# THINGS TO DO
1. Render this sentence from the Fedora 9 excerpt in Spanish: "Developers have already activated the Ext4 file system in the kernel for testing and development."
2. Reproduce the Fedora 9 excerpt from "Two weeks later" up to and including "current software components.".
3. Carry on writing the Fedora 9 excerpt from the point where it stops.

# EXCERPT
A first impression of Fedora 9

After half a year of development and a delay that has almost become traditional, the Fedora Project has now released version 9 of the distribution – codename Sulphur – which consists exclusively of open source software. It offers a range of new and updated software, such as the current Linux kernel 2.6.25, the new Glibc 2.8, the X server 1.5, GNOME 2.22, KDE 4.0.3 and the beta version of the OpenJDK Java runtime environment.

Two weeks later than originally planned, the Fedora Project, which is significantly sponsored and influenced by Red Hat, has released its Linux distribution Fedora 9, code name Sulphur. Designed by Red Hat to be a community distribution, this is the second version of the Fedora Project in which the community was actively involved to a substantial degree. Typically for Fedora, the result is a distribution with very current software components.

Basic system

The Fedora Project based the new distribution on Linux kernel 2.6.25, which was introduced less than four weeks ago. Compared with other distributions, it contains only a few patches in the sources for the standard Fedora kernel; the largest of them is a patch to elevate wireless networking drivers and the wireless subsystem approximately to the level offered by kernel 2.6.26, which is currently under development. Developers have already activated the Ext4 file system in the kernel for testing and development. The Ext3 successor is also already supported by the installer if a special parameter is submitted.

Dataset entries
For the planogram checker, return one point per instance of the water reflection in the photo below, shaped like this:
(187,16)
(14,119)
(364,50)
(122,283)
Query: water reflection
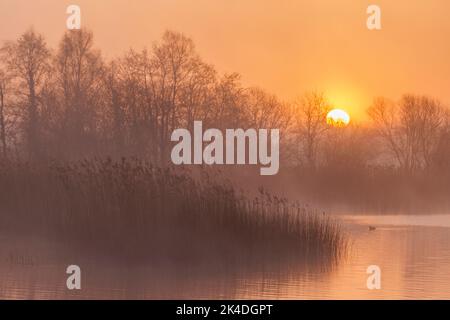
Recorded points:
(413,253)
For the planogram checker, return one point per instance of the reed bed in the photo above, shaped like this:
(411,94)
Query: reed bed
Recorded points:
(131,210)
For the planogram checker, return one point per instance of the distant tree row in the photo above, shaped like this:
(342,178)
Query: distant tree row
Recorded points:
(71,103)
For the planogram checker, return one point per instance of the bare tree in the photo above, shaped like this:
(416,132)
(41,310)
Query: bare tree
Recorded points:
(27,60)
(410,128)
(79,70)
(3,88)
(310,124)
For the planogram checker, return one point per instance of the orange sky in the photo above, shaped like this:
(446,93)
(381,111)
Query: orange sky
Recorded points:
(284,46)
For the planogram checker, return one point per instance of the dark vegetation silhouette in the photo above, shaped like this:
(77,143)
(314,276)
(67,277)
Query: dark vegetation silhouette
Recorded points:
(85,147)
(65,111)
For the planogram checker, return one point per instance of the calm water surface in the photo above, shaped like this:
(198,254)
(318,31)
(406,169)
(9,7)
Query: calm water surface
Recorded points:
(413,253)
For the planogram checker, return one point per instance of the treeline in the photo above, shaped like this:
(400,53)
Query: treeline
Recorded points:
(70,103)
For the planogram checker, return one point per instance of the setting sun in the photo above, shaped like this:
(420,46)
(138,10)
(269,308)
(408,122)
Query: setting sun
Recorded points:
(338,117)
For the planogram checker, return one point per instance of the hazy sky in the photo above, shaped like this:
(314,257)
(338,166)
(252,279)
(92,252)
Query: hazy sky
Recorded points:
(284,46)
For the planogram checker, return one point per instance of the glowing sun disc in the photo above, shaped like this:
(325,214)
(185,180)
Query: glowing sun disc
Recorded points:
(338,117)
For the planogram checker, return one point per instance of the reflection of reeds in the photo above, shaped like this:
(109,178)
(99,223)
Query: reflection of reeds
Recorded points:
(131,209)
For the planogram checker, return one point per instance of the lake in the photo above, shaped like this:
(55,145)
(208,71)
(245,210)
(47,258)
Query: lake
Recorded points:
(412,251)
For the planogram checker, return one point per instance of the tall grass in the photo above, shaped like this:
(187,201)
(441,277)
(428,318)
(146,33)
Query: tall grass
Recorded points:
(132,210)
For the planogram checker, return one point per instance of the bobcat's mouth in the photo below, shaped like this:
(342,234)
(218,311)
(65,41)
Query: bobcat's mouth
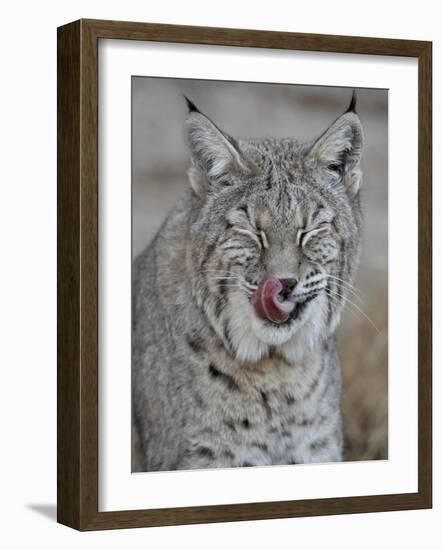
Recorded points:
(270,304)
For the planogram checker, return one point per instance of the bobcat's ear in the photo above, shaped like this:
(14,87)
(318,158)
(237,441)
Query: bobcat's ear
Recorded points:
(216,156)
(339,149)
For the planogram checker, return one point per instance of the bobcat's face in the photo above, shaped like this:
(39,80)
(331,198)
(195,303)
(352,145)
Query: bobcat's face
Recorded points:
(275,233)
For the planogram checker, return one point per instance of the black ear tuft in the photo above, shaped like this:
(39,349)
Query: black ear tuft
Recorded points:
(191,106)
(353,104)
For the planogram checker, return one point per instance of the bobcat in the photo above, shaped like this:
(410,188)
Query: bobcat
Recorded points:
(237,300)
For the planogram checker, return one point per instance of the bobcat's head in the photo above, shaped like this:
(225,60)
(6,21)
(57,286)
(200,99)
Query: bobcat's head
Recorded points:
(275,233)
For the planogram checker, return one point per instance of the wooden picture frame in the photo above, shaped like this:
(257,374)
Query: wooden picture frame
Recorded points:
(77,458)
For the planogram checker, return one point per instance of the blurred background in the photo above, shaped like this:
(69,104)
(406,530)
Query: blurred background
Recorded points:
(253,110)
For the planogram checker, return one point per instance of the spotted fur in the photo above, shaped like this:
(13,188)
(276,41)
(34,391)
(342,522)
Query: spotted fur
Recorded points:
(214,385)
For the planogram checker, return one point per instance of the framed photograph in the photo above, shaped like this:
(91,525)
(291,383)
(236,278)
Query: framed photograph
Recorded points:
(244,274)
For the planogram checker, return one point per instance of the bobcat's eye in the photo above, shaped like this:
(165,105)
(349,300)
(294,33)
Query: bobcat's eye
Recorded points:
(304,235)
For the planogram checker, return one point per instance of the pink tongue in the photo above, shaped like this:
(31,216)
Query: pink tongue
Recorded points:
(266,303)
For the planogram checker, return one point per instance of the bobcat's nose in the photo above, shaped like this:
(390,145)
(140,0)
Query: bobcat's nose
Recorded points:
(288,286)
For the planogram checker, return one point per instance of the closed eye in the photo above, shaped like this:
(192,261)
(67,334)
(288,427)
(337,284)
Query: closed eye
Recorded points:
(303,235)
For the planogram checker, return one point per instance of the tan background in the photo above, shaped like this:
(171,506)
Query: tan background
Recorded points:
(249,110)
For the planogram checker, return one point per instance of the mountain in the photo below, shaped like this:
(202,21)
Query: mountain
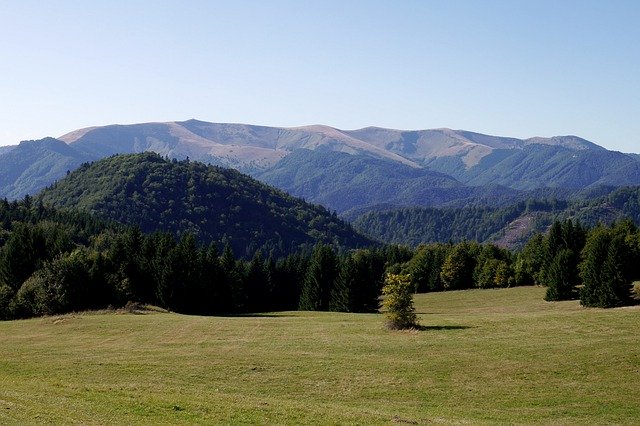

# OUTPUTS
1. Los desarrolladores ya han activado el sistema de archivos Ext4 en el kernel para pruebas y desarrollo.

2.
Two weeks later than originally planned, the Fedora Project, which is significantly sponsored and influenced by Red Hat, has released its Linux distribution Fedora 9, code name Sulphur. Designed by Red Hat to be a community distribution, this is the second version of the Fedora Project in which the community was actively involved to a substantial degree. Typically for Fedora, the result is a distribution with very current software components.

3.
The kernel for Xen now uses the generic paravirt_ops Hypervisor interface introduced with Linux 2.6.20. In previous distributions the developers relied on the Xen kernel based on Linux 2.6.21 from previous versions of Fedora. Using the generic paravirt_ops allowed them to improve the distribution's hardware support by switching to the new Linux 2.6.25 kernel. However, this does mean that, while previous versions of Fedora could also operate as Xen host systems, the Fedora 9 Xen kernel can only be operated as a guest system under a Xen host. Although support for Xen hosts was originally planned for this distribution it wasn't completed in time and has now been placed on the roadmap for Fedora 10. Developers may add support for operating Xen hosts by supplying an update. Paravirtualised Xen guests, however, can be started with Xenner under KVM, provided the respective CPU supports virtualisation.

Glibc version 2.8 is Sulphur's standard C library – most of the Glibc developers work at Red Hat and continue to develop the C library within Fedora, generally releasing a new Glibc just before a new version of Fedora arrives. The Fedora Project has skipped GNU Compiler Collection 4.2 and gone straight from GCC 4.1 in Fedora 8 to GCC version 4.3. Version 4.3 contains numerous improvements.


One of the programmers responsible for Fedora's X server also manages the release of version 7.4 and originally planned to release both of them at almost the same time – however, the new release hasn't materialised, so Fedora 9 includes a preliminary version of 7.4 as well as the X server 1.5 intended for this version. Among other things, the new version offers an improved start-up time and better dynamic integration of input devices during operation.

In addition, developers optimised start-up speed and the access to PCI/PCIe devices. The necessary alterations to the graphics drivers were already integrated in all the popular open source drivers at the same time. However, AMD and Nvidia have not yet updated their proprietary drivers, and the two driver packages don't yet work with Fedora 9. Only one beta version of the Nvidia driver can be persuaded to co-operate to some extent using a trick.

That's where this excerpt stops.